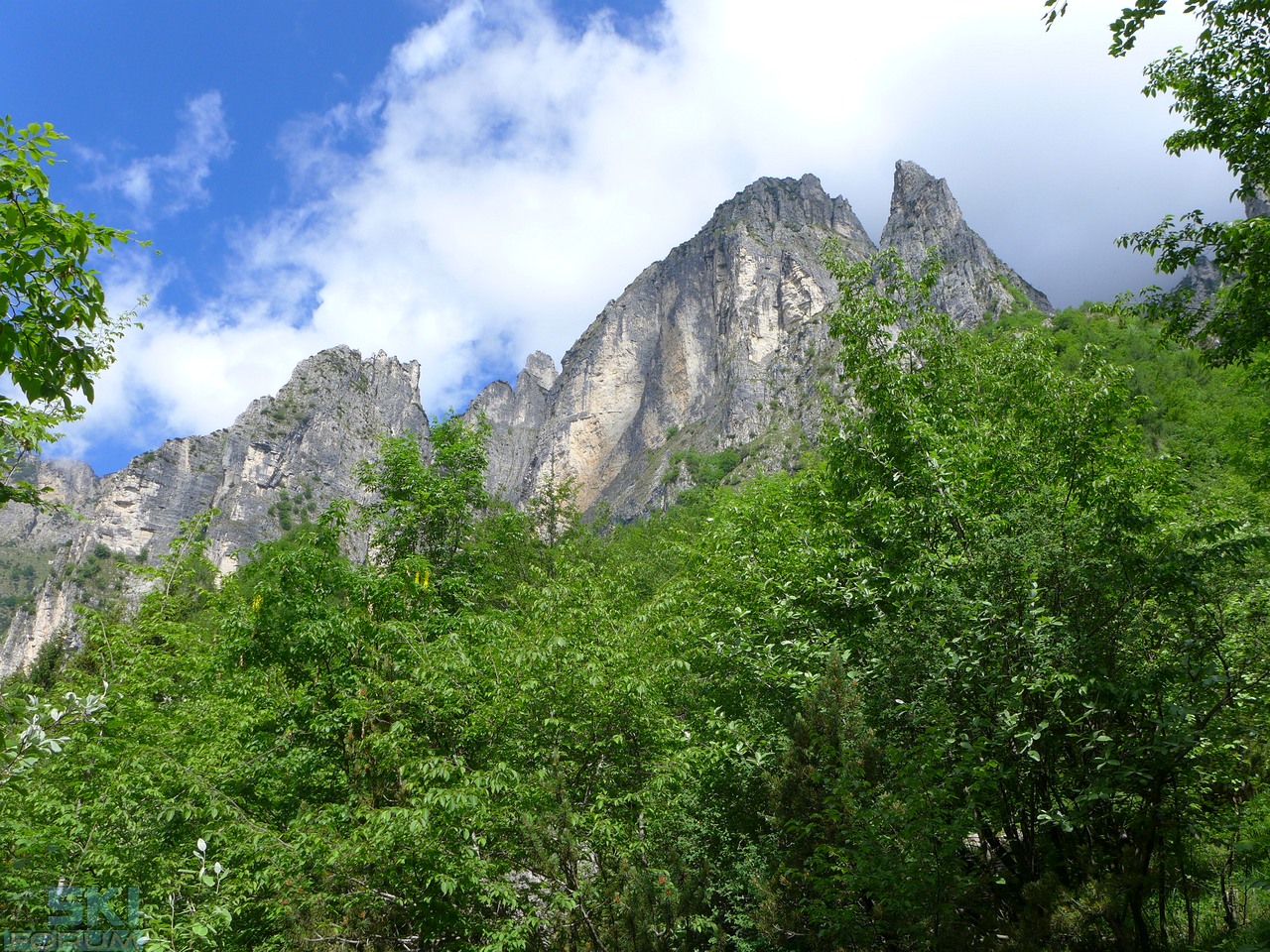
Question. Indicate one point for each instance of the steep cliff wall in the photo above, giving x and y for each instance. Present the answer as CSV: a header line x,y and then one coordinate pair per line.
x,y
717,347
285,458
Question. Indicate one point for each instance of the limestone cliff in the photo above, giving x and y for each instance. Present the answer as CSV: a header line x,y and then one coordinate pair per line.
x,y
973,285
720,344
285,458
717,347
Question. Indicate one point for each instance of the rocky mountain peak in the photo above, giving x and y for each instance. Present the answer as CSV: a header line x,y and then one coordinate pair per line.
x,y
974,285
790,206
540,368
717,350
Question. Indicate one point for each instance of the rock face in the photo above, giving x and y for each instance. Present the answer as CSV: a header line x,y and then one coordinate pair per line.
x,y
716,348
720,344
974,285
285,457
691,347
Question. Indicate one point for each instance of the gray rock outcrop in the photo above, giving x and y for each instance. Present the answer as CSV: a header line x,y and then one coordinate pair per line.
x,y
974,285
284,460
717,347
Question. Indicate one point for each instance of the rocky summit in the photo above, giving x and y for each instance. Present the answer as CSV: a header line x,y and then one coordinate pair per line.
x,y
716,347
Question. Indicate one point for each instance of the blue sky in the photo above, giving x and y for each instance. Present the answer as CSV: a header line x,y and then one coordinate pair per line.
x,y
461,182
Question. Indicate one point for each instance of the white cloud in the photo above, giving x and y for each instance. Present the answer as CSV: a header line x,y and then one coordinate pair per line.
x,y
167,184
506,177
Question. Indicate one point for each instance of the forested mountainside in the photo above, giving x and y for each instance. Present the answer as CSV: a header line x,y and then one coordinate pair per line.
x,y
985,670
719,348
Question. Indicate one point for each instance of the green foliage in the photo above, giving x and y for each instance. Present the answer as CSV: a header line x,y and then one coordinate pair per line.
x,y
1219,87
987,673
56,334
425,508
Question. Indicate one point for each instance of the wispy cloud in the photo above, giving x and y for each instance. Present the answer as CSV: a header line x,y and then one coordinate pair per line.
x,y
506,177
160,185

------

Repeat the records in full and exactly, leaving every picture out.

Question. Indicate one point for each instance of the steep cliff wall in the photo above, giving x and y for each instance. Present the answer as CSV: a header line x,y and then one coordinate pair per line.
x,y
717,347
285,458
Question. Indicate one point for each instance of the limestone cliff in the photo above, giving x and y for each instance. Present the answer as CSV: a header line x,y and then one coordinate pair per line.
x,y
973,285
720,344
285,458
717,347
Question. Indicate one point for each instance of the rocky mountain peak in the photo above, giving x and y for each instance. Present the answer as CSV: a header line x,y and then one coordinate pair per line.
x,y
974,285
790,206
540,368
717,350
Question. Indicate one point for each instance of the rock face in the photo above, giving x and y for each instance. Present the answer as CSV: a header line x,y and then one coordinate pair per line.
x,y
716,348
720,344
974,285
285,457
691,347
Question. Indicate one point for each instance of the gray rock outcrop in the photo above, giving x and y for each instance. Present the answer as CSV: a header line x,y and then one coordinate pair per line.
x,y
974,285
284,460
717,347
Question. Indicate one point for each instance of the rocky summit in the photo above, giving x and y for each instance. Present the answer as CSV: a header line x,y and then one coordinate pair per line.
x,y
716,347
Question. Indicate one point for each instance of the blue sky in the photo above, giving x and y for each instance. Present the answer as CSV: a header line x,y and then one coordinate pair per line.
x,y
461,182
Question. Indicate one point for each instance of the white cloud in the photo above, giving x and y for each instance. Present the answer as CSV: a header line x,y and then one coordinate pair per line.
x,y
167,184
506,177
Question. Indicate one point for each instance of the forested mountainside in the photo above, giving x and y for each instance. Present the answer as CSV: a header line x,y and then one coordinate pair per line.
x,y
985,670
719,348
Question. Indicate one point for each instance of the green foliage in the photo above, giving x and y for each instance. Present the answer as CSV: a header line x,y and then one coordinate pair per line.
x,y
1219,87
987,673
56,334
425,508
Question. Indicate one point for each instance of the wispy cloud in the photo above, giving x and y for each instance. Present the answer as CSV: a header line x,y and then one coordinate pair per line.
x,y
506,177
160,185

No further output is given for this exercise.